::: Records shown :::

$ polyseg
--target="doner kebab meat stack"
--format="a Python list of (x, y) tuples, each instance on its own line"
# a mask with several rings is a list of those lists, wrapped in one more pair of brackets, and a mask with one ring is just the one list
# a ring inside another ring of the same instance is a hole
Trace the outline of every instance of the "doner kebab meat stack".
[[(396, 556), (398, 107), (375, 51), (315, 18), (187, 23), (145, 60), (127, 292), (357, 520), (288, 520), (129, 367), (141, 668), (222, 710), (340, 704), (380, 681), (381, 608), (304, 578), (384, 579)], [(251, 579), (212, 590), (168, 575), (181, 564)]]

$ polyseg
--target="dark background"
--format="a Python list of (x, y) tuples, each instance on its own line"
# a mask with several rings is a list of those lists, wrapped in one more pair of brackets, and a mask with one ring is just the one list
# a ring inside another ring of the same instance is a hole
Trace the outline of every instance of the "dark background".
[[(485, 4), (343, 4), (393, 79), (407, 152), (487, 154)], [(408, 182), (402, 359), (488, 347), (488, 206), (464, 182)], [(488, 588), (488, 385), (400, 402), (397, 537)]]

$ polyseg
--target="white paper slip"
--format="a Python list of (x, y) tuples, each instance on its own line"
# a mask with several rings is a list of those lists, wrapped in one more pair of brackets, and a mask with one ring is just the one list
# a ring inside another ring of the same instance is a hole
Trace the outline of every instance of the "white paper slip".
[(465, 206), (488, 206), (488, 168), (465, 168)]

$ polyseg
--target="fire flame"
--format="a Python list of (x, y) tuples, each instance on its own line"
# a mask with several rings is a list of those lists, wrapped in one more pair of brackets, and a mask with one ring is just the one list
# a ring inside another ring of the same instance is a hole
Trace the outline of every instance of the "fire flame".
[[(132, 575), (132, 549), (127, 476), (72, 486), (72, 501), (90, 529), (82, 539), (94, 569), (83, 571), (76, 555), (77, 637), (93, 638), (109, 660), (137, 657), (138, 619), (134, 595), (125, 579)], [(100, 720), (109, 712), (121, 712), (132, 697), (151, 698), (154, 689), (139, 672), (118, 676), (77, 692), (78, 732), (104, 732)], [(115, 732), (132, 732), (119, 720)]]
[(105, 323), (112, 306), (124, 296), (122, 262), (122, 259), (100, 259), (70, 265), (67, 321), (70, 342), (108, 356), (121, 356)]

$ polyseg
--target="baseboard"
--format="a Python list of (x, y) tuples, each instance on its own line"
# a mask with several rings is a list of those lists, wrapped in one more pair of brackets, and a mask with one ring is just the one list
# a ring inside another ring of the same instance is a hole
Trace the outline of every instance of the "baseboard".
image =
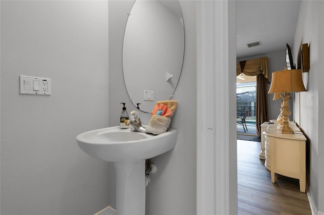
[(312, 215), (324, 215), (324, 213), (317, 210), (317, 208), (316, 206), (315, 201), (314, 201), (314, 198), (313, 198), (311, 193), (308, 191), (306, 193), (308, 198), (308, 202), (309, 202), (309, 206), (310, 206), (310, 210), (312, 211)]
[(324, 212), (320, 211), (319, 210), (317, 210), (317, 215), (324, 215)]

:::
::: Records shown :::

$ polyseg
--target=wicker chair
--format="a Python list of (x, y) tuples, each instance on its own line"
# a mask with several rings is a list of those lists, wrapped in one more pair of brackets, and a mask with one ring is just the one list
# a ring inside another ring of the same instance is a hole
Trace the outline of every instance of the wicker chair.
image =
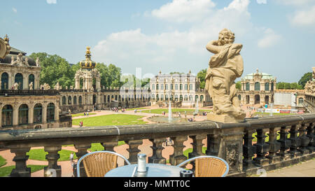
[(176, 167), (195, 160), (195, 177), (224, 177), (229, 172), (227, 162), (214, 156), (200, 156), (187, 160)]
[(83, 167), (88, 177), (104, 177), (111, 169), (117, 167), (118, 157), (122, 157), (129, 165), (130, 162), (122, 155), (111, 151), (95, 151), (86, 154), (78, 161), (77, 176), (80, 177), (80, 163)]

:::

▸ **Problem to work on**:
In the entries above, count the lines that contain the string "fire", treating case as significant. Reply with only the number.

▸ **Solution for this problem**:
2